* _Text section_
The Best Electric Vehicle Stock to Buy After the Ford/Rivian Takeover

On April 24, Ford Motor Co. (NYSE: F) announced its plans to invest $500 million into Michigan-based electric truck manufacturer Rivian. The Ford/Rivian takeover is another sign legacy car manufacturers are quietly leading the pack on electric vehicles (EVs). In fact, it’s a trend creating a profit opportunity for savvy retail investors looking for the best electric vehicle stocks to buy

Back in September 2018, we told you about Toyota Motor Corp.’s (NYSE: TM) complete domination of patents on electric and hybrid vehicles. Since Money Morning recommended the company over Tesla, its share prices have jumped roughly 12% as it continues to lead the pack in the EV market.

Now, Ford’s buyout of Rivian is just another step in Ford’s already $11 billion investment in developing a lineup of EVs.

* _Challenge_
Carry on the article about electric vehicle stocks and Ford's investment in Rivian, starting right after its last sentence.

* _Spatial annotation records_
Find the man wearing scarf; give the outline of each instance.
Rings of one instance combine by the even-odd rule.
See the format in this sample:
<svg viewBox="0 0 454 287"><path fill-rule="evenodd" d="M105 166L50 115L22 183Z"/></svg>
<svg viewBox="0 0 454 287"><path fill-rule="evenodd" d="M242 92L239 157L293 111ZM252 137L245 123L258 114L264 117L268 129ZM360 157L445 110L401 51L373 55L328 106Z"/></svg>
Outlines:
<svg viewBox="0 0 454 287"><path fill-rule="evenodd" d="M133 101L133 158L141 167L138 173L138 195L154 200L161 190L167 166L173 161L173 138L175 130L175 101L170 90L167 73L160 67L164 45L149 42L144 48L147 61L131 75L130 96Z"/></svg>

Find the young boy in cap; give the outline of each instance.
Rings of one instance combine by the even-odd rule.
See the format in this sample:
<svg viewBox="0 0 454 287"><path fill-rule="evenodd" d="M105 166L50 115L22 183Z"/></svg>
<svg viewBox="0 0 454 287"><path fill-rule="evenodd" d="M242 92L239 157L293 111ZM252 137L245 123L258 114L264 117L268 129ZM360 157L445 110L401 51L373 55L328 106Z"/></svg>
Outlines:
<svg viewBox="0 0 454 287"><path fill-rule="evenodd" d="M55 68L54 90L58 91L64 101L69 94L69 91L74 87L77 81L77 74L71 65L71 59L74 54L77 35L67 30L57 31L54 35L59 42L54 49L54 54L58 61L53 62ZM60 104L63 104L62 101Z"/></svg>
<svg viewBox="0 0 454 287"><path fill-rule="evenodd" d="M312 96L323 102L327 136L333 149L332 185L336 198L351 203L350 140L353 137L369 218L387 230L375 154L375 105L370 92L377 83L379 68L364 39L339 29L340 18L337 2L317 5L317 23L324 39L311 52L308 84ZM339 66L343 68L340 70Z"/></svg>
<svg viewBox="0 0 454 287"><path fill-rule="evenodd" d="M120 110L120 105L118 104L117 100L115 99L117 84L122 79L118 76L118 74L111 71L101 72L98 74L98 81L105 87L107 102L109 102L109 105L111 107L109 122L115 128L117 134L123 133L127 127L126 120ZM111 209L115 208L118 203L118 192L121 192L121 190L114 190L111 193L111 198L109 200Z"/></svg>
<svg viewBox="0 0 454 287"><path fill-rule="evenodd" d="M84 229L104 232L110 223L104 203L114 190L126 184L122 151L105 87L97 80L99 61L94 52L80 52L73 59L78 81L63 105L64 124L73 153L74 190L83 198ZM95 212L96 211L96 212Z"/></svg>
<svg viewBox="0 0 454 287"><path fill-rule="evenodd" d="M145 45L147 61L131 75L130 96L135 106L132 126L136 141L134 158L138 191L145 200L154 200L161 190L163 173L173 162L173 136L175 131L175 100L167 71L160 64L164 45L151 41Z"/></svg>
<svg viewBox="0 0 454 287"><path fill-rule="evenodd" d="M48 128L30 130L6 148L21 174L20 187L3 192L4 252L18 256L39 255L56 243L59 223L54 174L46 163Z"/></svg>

* _Solved exercise_
And the next company following this trend is an opportunity for retail investors to more than double their money.

But before we reveal this money-doubling stock, let’s dig into why the Ford/Rivian takeover is such a big deal.

What the Ford/Rivian Takeover Means for the Electric Vehicle Market

Ford already has EV versions of the Mustang and F-150 (which is the best-selling vehicle in the United States) in the works. The company’s investment in Rivian will only accelerate its efforts to create a diverse portfolio of EVs.

Rivian, founded in 2009 by RJ Scaringe, revealed its battery-powered SUV and truck at the Los Angeles Auto Show in November 2018. Since then, Amazon.com Inc. (NASDAQ: AMZN) has invested $700 million into the company to develop an electric delivery vehicle. What’s made Rivian such a compelling company is its vehicle’s skateboard-like platform that’s incredibly flexible for increased cargo space – something fleet owners desperately require.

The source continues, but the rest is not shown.